What happens in chapters 5, 6, & 7
I have to confess that I absolutely orchestrated chapter 6 landing on Valentine’s Day. Because I can’t imagine a more achingly lovely and strange and tense conversation than the one we get between Lily and Selden as they stroll through the floral air and hazy sunlight together. It’s not quite a love scene, is it? But it is deeply romantic. We get a pastoral setting, the warm Sunday sun, an almost-but-not-quite marriage proposal. I hope you found yourself swept away by it; it carries me away every time. Nobody writes dialogue like Wharton!
Here’s a basic plot summary of what happens in the most straightforward sense. The characters we meet this week are in bold.
In Chapter 5:
Lily pretends to be religious to impress Mr. Gryce 😂
We find out why Lily is so attracted to Selden
At a large dinner party at Bellomont, Lily is seated with Mr. George Dorset, Bertha is seated with Selden, and Gryce is seated with another woman — and Lily’s plan to marry Gryce starts to fall apart
Lily finds Selden and Bertha up early, sitting in the library together
Lily goes on a walk and feels like a failure for missing out with Gryce and Selden in the same morning
Then. . . Selden shows up and they have more of that deliciously coy banter as Selden sets up an afternoon walk with Lily
In Chapter 6:
Lily and Selden go for a walk in “a zone of summer”
They have a fascinating conversation about Selden’s “republic” and Lily’s future
They define “success” in very different ways
They talk about marrying each other but neither one of them can let their guard down long enough to know if the other is serious
In Chapter 7:
Judy Trenor lectures Lily about her “folly”
Bertha got mad and told Gryce Lily smokes and plays cards and borrows money
Selden left Bellomont without rekindling anything with Bertha
Lily is running out of people to marry
Judy sends Lily to pick up Mr. Gus Trenor from the train station
On their way back to Bellomont, Lily convinces Trenor to start making “investments” on her behalf to grow her income
Lily admits she has no idea what the stock market is or how it works
Lily pretends to have no idea what she’ll owe Trenor for this “favor”
“She was like a water-plant in the flux of the tides, and today the whole current of her mood was carrying her toward Lawrence Selden”
Today’s chapters bring Lily and Selden closer together, as her attraction for him unexpectedly grows. As they grow closer, Lily becomes more distant from her plans to seduce Gryce into a marriage proposal; the prospect of marrying for money, rather than any form of connection or love, is becoming odious to her.

What you will do:
1. Reproduce the chapter summary verbatim from "What happens in chapters" up to and including "are in bold.".
2. List each point the chapter summary gives under "In Chapter 6:".
3. Why, according to the chapter summary, did the writer arrange for chapter 6 to fall on Valentine's Day?
Work only from the chapter summary.

Extracted records:
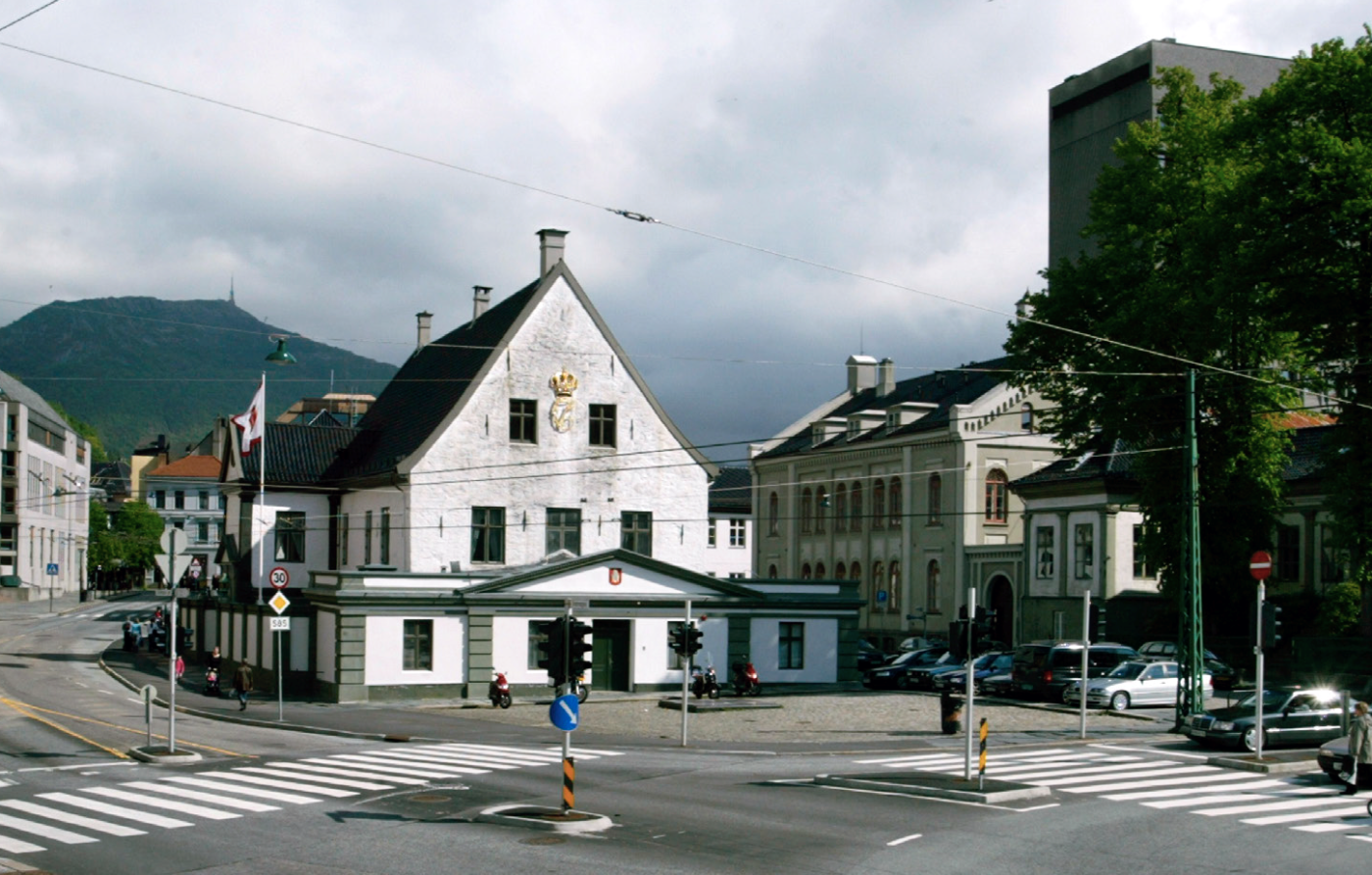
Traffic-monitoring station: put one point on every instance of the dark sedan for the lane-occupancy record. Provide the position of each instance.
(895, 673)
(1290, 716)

--

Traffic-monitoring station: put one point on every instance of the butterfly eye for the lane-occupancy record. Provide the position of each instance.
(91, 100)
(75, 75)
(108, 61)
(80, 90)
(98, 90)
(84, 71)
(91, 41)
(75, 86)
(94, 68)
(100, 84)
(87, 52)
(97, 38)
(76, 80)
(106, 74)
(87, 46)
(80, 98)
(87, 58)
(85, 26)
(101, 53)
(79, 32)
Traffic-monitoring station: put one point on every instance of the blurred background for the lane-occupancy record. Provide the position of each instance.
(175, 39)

==

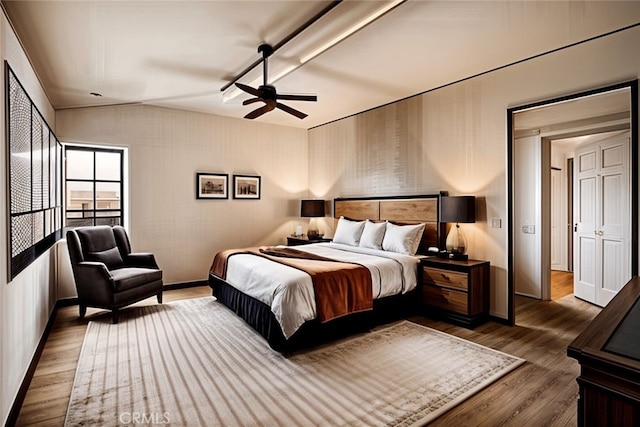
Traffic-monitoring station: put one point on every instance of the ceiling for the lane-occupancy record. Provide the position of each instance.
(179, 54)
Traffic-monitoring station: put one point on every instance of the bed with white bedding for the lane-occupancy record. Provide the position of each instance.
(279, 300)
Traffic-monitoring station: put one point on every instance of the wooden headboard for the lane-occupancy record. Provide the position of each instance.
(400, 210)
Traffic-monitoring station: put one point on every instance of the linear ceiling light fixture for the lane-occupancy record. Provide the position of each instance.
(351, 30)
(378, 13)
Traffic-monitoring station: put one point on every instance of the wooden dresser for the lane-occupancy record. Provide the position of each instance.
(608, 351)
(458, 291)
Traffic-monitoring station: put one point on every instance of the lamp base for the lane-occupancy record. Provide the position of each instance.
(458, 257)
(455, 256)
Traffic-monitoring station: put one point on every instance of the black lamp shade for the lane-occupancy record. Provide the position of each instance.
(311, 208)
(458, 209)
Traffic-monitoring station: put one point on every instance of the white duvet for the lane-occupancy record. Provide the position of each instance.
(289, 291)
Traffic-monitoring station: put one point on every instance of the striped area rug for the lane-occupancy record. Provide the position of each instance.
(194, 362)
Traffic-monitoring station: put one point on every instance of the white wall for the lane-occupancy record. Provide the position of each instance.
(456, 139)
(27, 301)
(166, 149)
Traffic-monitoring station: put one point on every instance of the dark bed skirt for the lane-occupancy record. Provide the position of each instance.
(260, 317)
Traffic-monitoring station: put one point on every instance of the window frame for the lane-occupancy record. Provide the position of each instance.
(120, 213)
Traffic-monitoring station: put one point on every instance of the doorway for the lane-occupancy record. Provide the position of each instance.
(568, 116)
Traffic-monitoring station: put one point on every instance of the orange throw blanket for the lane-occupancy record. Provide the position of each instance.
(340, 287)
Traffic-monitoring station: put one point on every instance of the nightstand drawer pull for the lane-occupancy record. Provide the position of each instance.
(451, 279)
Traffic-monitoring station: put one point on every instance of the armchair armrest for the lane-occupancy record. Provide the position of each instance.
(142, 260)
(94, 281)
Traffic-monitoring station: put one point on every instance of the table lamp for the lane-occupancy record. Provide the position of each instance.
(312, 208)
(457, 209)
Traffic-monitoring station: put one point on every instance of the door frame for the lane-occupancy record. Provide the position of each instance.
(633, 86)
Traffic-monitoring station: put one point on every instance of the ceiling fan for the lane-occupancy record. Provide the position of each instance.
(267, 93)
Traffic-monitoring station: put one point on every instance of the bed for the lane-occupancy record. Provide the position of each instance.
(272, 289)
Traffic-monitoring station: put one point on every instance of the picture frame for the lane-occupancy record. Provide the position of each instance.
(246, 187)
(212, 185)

Results of the exercise:
1.
What happens in chapters 5, 6, & 7
I have to confess that I absolutely orchestrated chapter 6 landing on Valentine’s Day. Because I can’t imagine a more achingly lovely and strange and tense conversation than the one we get between Lily and Selden as they stroll through the floral air and hazy sunlight together. It’s not quite a love scene, is it? But it is deeply romantic. We get a pastoral setting, the warm Sunday sun, an almost-but-not-quite marriage proposal. I hope you found yourself swept away by it; it carries me away every time. Nobody writes dialogue like Wharton!
Here’s a basic plot summary of what happens in the most straightforward sense. The characters we meet this week are in bold.

2.
- Lily and Selden go for a walk in "a zone of summer"
- They have a fascinating conversation about Selden's "republic" and Lily's future
- They define "success" in very different ways
- They talk about marrying each other but neither one of them can let their guard down long enough to know if the other is serious

3. The writer can't imagine a more achingly lovely, strange and tense conversation than the one between Lily and Selden as they stroll together in chapter 6. It isn't quite a love scene, but it is deeply romantic, with a pastoral setting, warm Sunday sun and an almost-but-not-quite marriage proposal.